WRITTEN INSTRUCTION
Retype every item below word for word, keeping each line unchanged.

^^^^^^^^

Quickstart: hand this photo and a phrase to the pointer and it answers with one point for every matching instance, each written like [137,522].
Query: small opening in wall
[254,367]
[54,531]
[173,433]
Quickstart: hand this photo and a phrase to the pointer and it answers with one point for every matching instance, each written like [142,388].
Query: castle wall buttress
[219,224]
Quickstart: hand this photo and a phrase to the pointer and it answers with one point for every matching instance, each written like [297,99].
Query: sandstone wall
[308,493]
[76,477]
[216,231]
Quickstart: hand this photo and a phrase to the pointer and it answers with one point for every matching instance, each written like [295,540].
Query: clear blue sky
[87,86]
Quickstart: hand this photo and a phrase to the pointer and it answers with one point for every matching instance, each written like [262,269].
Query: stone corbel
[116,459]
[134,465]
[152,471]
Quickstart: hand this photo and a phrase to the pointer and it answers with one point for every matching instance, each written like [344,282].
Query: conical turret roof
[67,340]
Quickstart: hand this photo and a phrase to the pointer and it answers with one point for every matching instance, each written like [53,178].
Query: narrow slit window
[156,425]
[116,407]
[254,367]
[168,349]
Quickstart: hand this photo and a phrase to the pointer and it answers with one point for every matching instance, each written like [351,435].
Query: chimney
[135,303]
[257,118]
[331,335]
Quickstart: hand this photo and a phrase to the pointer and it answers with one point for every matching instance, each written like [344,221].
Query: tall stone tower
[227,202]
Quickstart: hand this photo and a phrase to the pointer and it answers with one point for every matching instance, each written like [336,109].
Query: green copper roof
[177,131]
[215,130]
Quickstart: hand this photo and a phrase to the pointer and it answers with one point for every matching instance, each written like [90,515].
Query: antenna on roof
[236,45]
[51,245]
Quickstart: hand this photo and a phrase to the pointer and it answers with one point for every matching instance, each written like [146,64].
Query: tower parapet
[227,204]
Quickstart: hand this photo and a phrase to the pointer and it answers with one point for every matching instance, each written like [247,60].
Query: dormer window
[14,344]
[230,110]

^^^^^^^^

OUTPUT FOR THIS TASK
Quickstart: hand this photo and a phrase to the pointer and it answers with one point for every matching instance, each written like [137,522].
Query: small opening in wall
[254,367]
[54,531]
[173,433]
Quickstart: hand this photo and a phrase to the pointer and it answers with one point for every matching instance, each written like [142,388].
Query: castle wall buttress
[219,224]
Quickstart: hand this photo and a phrase to the pointer and it answers with one point for every matching instance, each written like [297,99].
Query: sandstone wall
[308,493]
[76,477]
[216,231]
Quickstart: hand this photo and a phrase to the pointer and it answers with one point for every matching instance, each written like [295,540].
Query: clear blue sky
[87,86]
Quickstart: hand this photo and a phrase to the pointer and it answers with one point for every matching instance, each written like [262,269].
Query: stone corbel
[116,459]
[134,465]
[152,471]
Quickstart: hand this photo and a phrase to the pointer and it answers with one point for every matching instance, each written like [344,282].
Query: conical turret roof
[67,340]
Quickstart: hand this photo and a phrase to the pointer and it answers with one point for every matching instance, each written like [53,178].
Query: narrow slit window
[156,425]
[116,407]
[254,367]
[168,349]
Quickstart: hand this photo and a phrase to the pointer and it answers with one point for every matching instance, each written like [351,435].
Query: chimney
[135,303]
[257,118]
[331,335]
Quickstart: hand this photo and a phrase to the pointer and it answers with one point for every matching instance, each written like [344,221].
Query: tall stone tower
[227,202]
Quickstart: hand this photo and a phrase to the pointer and it answers with one point for every matching instance, each written like [336,109].
Query: green copper roof
[177,131]
[215,130]
Quickstart: hand this photo and a phrase to the pointer and it answers with one point for every matching instance, each written like [90,515].
Query: antenna on roof
[236,45]
[51,245]
Quickstart: hand this photo and a phrase to the pointer and it answers with one point for every matching instance, each written like [146,64].
Query: tower parapet
[227,204]
Quickstart: hand this photo and a phrase to the pointer and it answers with one point for every matching instance, each written like [247,60].
Query: dormer window
[14,344]
[230,110]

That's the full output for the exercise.